List every line in the entries that contains the string "front", treating uppercase and lowercase as different.

-- start of Data for this task --

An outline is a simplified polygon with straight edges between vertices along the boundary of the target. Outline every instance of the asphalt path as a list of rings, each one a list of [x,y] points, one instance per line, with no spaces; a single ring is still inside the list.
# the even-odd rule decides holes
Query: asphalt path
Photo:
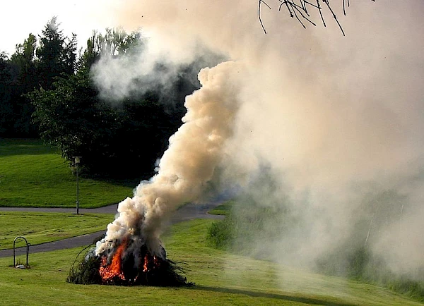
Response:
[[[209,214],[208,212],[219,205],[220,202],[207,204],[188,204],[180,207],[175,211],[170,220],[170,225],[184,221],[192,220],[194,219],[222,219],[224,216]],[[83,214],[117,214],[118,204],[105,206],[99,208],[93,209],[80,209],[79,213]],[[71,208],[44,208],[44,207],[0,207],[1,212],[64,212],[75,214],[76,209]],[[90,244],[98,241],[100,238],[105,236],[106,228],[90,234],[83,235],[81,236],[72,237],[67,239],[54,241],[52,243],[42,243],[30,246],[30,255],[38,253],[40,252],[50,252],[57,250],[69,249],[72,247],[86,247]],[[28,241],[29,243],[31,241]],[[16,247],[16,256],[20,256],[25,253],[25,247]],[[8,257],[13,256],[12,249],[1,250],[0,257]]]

-- end of Data for this task --
-- start of Data for this task --

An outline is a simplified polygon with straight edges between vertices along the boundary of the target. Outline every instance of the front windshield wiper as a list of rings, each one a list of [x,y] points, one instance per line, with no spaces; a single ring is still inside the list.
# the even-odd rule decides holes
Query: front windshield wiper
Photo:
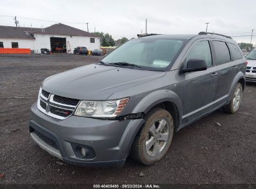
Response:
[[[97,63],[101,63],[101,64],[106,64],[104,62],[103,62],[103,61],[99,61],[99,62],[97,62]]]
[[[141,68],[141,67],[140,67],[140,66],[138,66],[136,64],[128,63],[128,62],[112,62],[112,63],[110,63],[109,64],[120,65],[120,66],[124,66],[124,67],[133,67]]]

-- end of Data for this task --

Full output:
An outline is a simplified polygon with straight edges between vertices along the boundary of the target. Outline every instance of the front windshield wiper as a list of rings, each one a list of [x,y] points, one instance per line, with no spaces; a single ring is still inside the list.
Query: front windshield wiper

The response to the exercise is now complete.